[start]
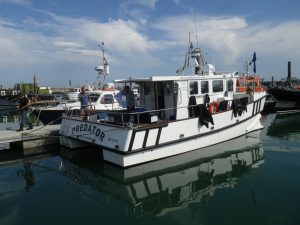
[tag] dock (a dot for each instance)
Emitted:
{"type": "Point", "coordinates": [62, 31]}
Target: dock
{"type": "Point", "coordinates": [38, 136]}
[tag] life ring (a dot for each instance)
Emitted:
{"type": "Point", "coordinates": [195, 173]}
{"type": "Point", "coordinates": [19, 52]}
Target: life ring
{"type": "Point", "coordinates": [213, 107]}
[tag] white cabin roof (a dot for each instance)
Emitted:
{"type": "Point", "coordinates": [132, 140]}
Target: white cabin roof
{"type": "Point", "coordinates": [176, 78]}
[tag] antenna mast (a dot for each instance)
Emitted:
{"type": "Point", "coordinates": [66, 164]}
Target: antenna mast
{"type": "Point", "coordinates": [103, 69]}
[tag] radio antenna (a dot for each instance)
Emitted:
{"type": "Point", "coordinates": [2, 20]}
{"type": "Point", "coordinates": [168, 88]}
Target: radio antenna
{"type": "Point", "coordinates": [196, 27]}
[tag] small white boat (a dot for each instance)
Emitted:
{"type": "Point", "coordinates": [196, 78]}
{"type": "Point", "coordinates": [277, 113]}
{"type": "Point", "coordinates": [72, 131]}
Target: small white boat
{"type": "Point", "coordinates": [176, 114]}
{"type": "Point", "coordinates": [101, 100]}
{"type": "Point", "coordinates": [73, 94]}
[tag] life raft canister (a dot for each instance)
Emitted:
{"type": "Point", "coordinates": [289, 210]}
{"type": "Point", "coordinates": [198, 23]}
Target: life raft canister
{"type": "Point", "coordinates": [213, 107]}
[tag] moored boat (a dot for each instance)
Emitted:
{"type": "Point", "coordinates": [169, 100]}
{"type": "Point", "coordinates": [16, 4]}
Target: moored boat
{"type": "Point", "coordinates": [176, 114]}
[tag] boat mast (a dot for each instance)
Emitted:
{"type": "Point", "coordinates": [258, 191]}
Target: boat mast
{"type": "Point", "coordinates": [103, 69]}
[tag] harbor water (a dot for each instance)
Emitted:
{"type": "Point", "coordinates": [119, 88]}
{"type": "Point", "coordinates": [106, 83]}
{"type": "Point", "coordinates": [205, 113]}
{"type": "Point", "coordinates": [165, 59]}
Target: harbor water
{"type": "Point", "coordinates": [253, 179]}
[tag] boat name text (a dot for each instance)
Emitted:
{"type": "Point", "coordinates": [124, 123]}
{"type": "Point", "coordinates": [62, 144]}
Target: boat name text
{"type": "Point", "coordinates": [89, 129]}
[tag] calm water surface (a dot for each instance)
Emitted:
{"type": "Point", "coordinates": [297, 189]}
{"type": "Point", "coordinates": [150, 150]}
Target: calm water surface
{"type": "Point", "coordinates": [250, 180]}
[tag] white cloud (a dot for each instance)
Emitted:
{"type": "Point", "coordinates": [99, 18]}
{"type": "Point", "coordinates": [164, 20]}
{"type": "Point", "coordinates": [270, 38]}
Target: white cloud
{"type": "Point", "coordinates": [232, 39]}
{"type": "Point", "coordinates": [71, 48]}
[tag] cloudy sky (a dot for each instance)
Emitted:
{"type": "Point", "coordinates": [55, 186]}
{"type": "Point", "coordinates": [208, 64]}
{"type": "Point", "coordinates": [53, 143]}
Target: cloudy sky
{"type": "Point", "coordinates": [57, 40]}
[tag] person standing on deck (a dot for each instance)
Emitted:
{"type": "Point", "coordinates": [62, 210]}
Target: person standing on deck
{"type": "Point", "coordinates": [85, 102]}
{"type": "Point", "coordinates": [23, 107]}
{"type": "Point", "coordinates": [129, 98]}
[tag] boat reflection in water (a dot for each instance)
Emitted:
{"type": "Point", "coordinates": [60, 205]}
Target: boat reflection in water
{"type": "Point", "coordinates": [167, 185]}
{"type": "Point", "coordinates": [285, 126]}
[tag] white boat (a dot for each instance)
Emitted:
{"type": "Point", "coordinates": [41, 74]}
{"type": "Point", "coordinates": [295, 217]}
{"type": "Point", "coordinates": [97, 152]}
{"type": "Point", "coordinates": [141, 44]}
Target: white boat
{"type": "Point", "coordinates": [177, 114]}
{"type": "Point", "coordinates": [165, 186]}
{"type": "Point", "coordinates": [73, 93]}
{"type": "Point", "coordinates": [101, 100]}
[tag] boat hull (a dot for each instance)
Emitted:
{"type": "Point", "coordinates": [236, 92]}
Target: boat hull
{"type": "Point", "coordinates": [129, 146]}
{"type": "Point", "coordinates": [179, 147]}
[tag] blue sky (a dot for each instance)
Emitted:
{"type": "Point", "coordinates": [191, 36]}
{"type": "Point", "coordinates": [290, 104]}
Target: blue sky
{"type": "Point", "coordinates": [57, 39]}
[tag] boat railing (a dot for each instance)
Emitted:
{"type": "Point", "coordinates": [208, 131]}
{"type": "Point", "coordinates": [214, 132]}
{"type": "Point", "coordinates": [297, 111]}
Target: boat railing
{"type": "Point", "coordinates": [142, 118]}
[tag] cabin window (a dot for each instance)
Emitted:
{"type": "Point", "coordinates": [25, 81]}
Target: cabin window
{"type": "Point", "coordinates": [230, 85]}
{"type": "Point", "coordinates": [168, 88]}
{"type": "Point", "coordinates": [94, 97]}
{"type": "Point", "coordinates": [193, 88]}
{"type": "Point", "coordinates": [107, 99]}
{"type": "Point", "coordinates": [217, 85]}
{"type": "Point", "coordinates": [204, 87]}
{"type": "Point", "coordinates": [146, 88]}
[end]
WORK INSTRUCTIONS
Arrange every line of the items above as a Markdown table with two columns, Row for the row number and Text for the line, and omit blank lines. Leave the pictures out of the table.

WRITTEN REPLY
| Row | Text |
|---|---|
| 1 | [tag] dock (a dot for each instance) |
| 2 | Emitted: |
| 3 | {"type": "Point", "coordinates": [62, 31]} |
| 4 | Target: dock |
| 5 | {"type": "Point", "coordinates": [38, 136]} |
| 6 | [tag] life ring (a dot for each instance) |
| 7 | Emitted: |
| 8 | {"type": "Point", "coordinates": [195, 173]} |
| 9 | {"type": "Point", "coordinates": [19, 52]} |
| 10 | Target: life ring |
| 11 | {"type": "Point", "coordinates": [213, 107]} |
| 12 | [tag] white cabin roof (a dot for each instance) |
| 13 | Emitted: |
| 14 | {"type": "Point", "coordinates": [132, 140]} |
| 15 | Target: white cabin roof |
| 16 | {"type": "Point", "coordinates": [176, 78]} |
| 17 | [tag] antenna mast (a dot for each instance) |
| 18 | Emitted: |
| 19 | {"type": "Point", "coordinates": [66, 164]} |
| 20 | Target: antenna mast |
| 21 | {"type": "Point", "coordinates": [103, 69]} |
| 22 | [tag] radio antenna (a dot for each instance) |
| 23 | Emitted: |
| 24 | {"type": "Point", "coordinates": [2, 20]} |
| 25 | {"type": "Point", "coordinates": [168, 88]} |
| 26 | Target: radio antenna |
| 27 | {"type": "Point", "coordinates": [196, 27]} |
| 28 | [tag] small white boat (a dot for each instance) |
| 29 | Emitted: |
| 30 | {"type": "Point", "coordinates": [196, 78]} |
| 31 | {"type": "Point", "coordinates": [277, 113]} |
| 32 | {"type": "Point", "coordinates": [72, 131]} |
| 33 | Target: small white boat |
| 34 | {"type": "Point", "coordinates": [176, 114]} |
| 35 | {"type": "Point", "coordinates": [101, 100]} |
| 36 | {"type": "Point", "coordinates": [73, 94]} |
| 37 | [tag] life raft canister (a dot for each instance) |
| 38 | Emitted: |
| 39 | {"type": "Point", "coordinates": [289, 210]} |
| 40 | {"type": "Point", "coordinates": [198, 23]} |
| 41 | Target: life raft canister |
| 42 | {"type": "Point", "coordinates": [213, 107]} |
| 43 | [tag] moored boat (a dot for each instance) |
| 44 | Emitted: |
| 45 | {"type": "Point", "coordinates": [169, 100]} |
| 46 | {"type": "Point", "coordinates": [16, 4]} |
| 47 | Target: moored boat |
| 48 | {"type": "Point", "coordinates": [176, 114]} |
| 49 | [tag] boat mast (a dot for each instance) |
| 50 | Emitted: |
| 51 | {"type": "Point", "coordinates": [258, 191]} |
| 52 | Target: boat mast |
| 53 | {"type": "Point", "coordinates": [103, 69]} |
| 54 | [tag] harbor water (a dot for each instance) |
| 55 | Emitted: |
| 56 | {"type": "Point", "coordinates": [119, 88]} |
| 57 | {"type": "Point", "coordinates": [106, 83]} |
| 58 | {"type": "Point", "coordinates": [205, 113]} |
| 59 | {"type": "Point", "coordinates": [165, 59]} |
| 60 | Target: harbor water |
| 61 | {"type": "Point", "coordinates": [253, 179]} |
| 62 | [tag] boat name text (a dot for each instance) |
| 63 | Emitted: |
| 64 | {"type": "Point", "coordinates": [124, 123]} |
| 65 | {"type": "Point", "coordinates": [62, 144]} |
| 66 | Target: boat name text |
| 67 | {"type": "Point", "coordinates": [89, 129]} |
| 68 | [tag] calm water surface (a dot for each instance) |
| 69 | Emitted: |
| 70 | {"type": "Point", "coordinates": [297, 189]} |
| 71 | {"type": "Point", "coordinates": [150, 150]} |
| 72 | Target: calm water surface |
| 73 | {"type": "Point", "coordinates": [250, 180]} |
| 74 | [tag] white cloud (a dot for each instance) |
| 75 | Emitted: |
| 76 | {"type": "Point", "coordinates": [99, 18]} |
| 77 | {"type": "Point", "coordinates": [164, 20]} |
| 78 | {"type": "Point", "coordinates": [270, 38]} |
| 79 | Target: white cloud |
| 80 | {"type": "Point", "coordinates": [232, 39]} |
| 81 | {"type": "Point", "coordinates": [71, 48]} |
| 82 | [tag] cloudy sky (a dot for each instance) |
| 83 | Emitted: |
| 84 | {"type": "Point", "coordinates": [55, 186]} |
| 85 | {"type": "Point", "coordinates": [208, 64]} |
| 86 | {"type": "Point", "coordinates": [53, 143]} |
| 87 | Target: cloudy sky |
| 88 | {"type": "Point", "coordinates": [57, 40]} |
| 89 | [tag] person standing on deck (a dot for each instance) |
| 90 | Emitted: |
| 91 | {"type": "Point", "coordinates": [62, 210]} |
| 92 | Target: person standing on deck |
| 93 | {"type": "Point", "coordinates": [85, 102]} |
| 94 | {"type": "Point", "coordinates": [23, 107]} |
| 95 | {"type": "Point", "coordinates": [129, 98]} |
| 96 | [tag] boat reflection in water (a dot for each instance) |
| 97 | Emitted: |
| 98 | {"type": "Point", "coordinates": [60, 205]} |
| 99 | Target: boat reflection in water |
| 100 | {"type": "Point", "coordinates": [167, 185]} |
| 101 | {"type": "Point", "coordinates": [285, 126]} |
| 102 | [tag] white boat (a dot for each instance) |
| 103 | Emitted: |
| 104 | {"type": "Point", "coordinates": [41, 74]} |
| 105 | {"type": "Point", "coordinates": [295, 217]} |
| 106 | {"type": "Point", "coordinates": [97, 152]} |
| 107 | {"type": "Point", "coordinates": [141, 44]} |
| 108 | Target: white boat |
| 109 | {"type": "Point", "coordinates": [177, 114]} |
| 110 | {"type": "Point", "coordinates": [165, 186]} |
| 111 | {"type": "Point", "coordinates": [73, 93]} |
| 112 | {"type": "Point", "coordinates": [101, 100]} |
| 113 | [tag] boat hull (a dot for each instance) |
| 114 | Emitted: |
| 115 | {"type": "Point", "coordinates": [236, 92]} |
| 116 | Target: boat hull |
| 117 | {"type": "Point", "coordinates": [129, 146]} |
| 118 | {"type": "Point", "coordinates": [179, 147]} |
| 119 | [tag] blue sky (a dot for each instance) |
| 120 | Emitted: |
| 121 | {"type": "Point", "coordinates": [191, 36]} |
| 122 | {"type": "Point", "coordinates": [290, 104]} |
| 123 | Target: blue sky |
| 124 | {"type": "Point", "coordinates": [57, 39]} |
| 125 | [tag] boat railing (a dot for each instance) |
| 126 | Emitted: |
| 127 | {"type": "Point", "coordinates": [208, 131]} |
| 128 | {"type": "Point", "coordinates": [214, 132]} |
| 129 | {"type": "Point", "coordinates": [297, 111]} |
| 130 | Target: boat railing |
| 131 | {"type": "Point", "coordinates": [142, 118]} |
| 132 | [tag] cabin window (a dot for each instance) |
| 133 | Emitted: |
| 134 | {"type": "Point", "coordinates": [25, 81]} |
| 135 | Target: cabin window |
| 136 | {"type": "Point", "coordinates": [230, 85]} |
| 137 | {"type": "Point", "coordinates": [168, 88]} |
| 138 | {"type": "Point", "coordinates": [94, 97]} |
| 139 | {"type": "Point", "coordinates": [193, 88]} |
| 140 | {"type": "Point", "coordinates": [107, 99]} |
| 141 | {"type": "Point", "coordinates": [217, 85]} |
| 142 | {"type": "Point", "coordinates": [204, 87]} |
| 143 | {"type": "Point", "coordinates": [146, 88]} |